* **Data extract**
■ ■ ■ ■

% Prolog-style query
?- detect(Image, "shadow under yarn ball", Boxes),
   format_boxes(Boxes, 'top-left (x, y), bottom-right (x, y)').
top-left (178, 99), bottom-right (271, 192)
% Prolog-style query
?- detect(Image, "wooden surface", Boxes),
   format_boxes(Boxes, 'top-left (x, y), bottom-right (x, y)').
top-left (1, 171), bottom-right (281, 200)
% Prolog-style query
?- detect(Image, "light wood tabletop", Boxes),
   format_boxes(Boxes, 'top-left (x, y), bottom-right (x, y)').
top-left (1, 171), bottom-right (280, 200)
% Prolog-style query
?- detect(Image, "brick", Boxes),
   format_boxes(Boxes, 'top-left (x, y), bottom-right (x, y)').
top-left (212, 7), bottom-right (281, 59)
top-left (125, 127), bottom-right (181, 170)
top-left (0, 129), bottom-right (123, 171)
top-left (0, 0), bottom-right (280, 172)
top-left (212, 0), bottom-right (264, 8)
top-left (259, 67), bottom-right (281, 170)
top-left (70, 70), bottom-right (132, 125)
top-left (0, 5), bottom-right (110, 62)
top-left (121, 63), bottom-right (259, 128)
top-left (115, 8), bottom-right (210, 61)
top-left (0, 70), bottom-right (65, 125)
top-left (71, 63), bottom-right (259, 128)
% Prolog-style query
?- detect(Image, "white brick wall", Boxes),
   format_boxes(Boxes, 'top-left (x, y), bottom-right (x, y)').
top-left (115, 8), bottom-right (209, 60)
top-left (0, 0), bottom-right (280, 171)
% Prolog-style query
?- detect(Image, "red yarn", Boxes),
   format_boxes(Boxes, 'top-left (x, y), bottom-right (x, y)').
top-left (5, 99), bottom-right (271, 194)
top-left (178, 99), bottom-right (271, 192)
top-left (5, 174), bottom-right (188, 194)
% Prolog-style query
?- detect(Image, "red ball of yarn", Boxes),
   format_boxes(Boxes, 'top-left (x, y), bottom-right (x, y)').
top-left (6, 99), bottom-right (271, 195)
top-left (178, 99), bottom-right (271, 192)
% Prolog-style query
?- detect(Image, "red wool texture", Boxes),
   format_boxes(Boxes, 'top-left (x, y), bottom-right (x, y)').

■ ■ ■ ■

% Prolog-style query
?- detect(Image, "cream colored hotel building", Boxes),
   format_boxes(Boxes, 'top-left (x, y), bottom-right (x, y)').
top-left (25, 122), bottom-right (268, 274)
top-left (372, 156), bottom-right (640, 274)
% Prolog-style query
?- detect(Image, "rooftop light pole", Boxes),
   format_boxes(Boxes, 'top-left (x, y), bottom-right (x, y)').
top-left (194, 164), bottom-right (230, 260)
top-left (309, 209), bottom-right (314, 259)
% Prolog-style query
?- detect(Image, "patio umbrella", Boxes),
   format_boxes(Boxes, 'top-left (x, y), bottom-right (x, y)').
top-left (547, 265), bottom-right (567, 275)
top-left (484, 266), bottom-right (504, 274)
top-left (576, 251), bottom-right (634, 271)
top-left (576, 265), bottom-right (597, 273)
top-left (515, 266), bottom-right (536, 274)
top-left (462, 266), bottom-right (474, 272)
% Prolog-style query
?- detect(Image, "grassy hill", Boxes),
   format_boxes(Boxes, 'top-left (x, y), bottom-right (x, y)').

■ ■ ■ ■

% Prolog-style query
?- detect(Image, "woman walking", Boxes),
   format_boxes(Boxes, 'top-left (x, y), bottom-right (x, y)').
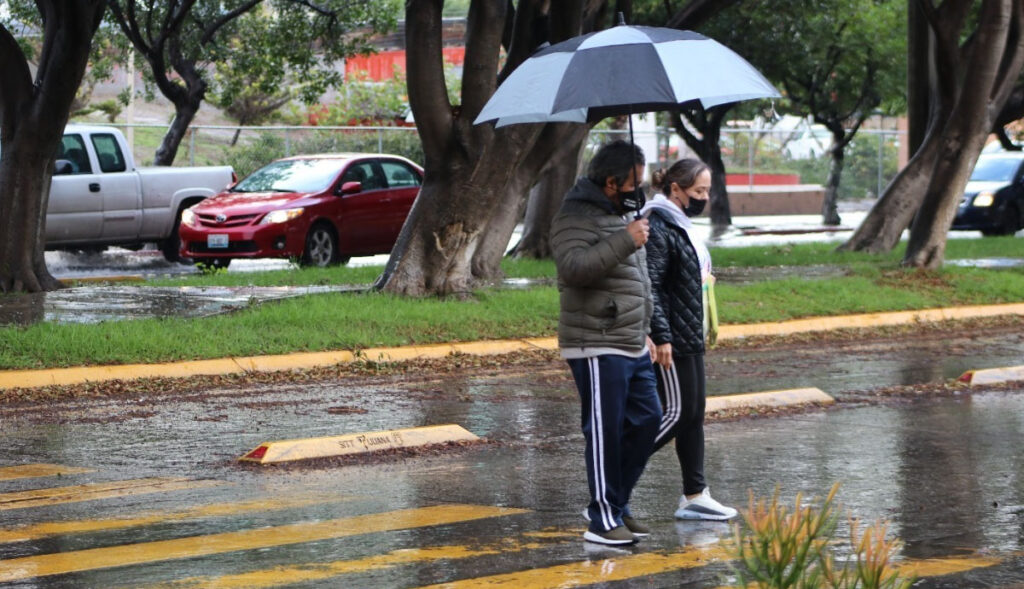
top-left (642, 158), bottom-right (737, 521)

■ ■ ■ ■

* **What you are asked to do**
The answer should consist of every line above in which "yarn" appears.

* **Output below**
?- detect(Image, "shadow under yarn ball", Boxes),
?- detect(Image, "red yarn", Boxes),
?- detect(Image, "red ball of yarn", Boxes),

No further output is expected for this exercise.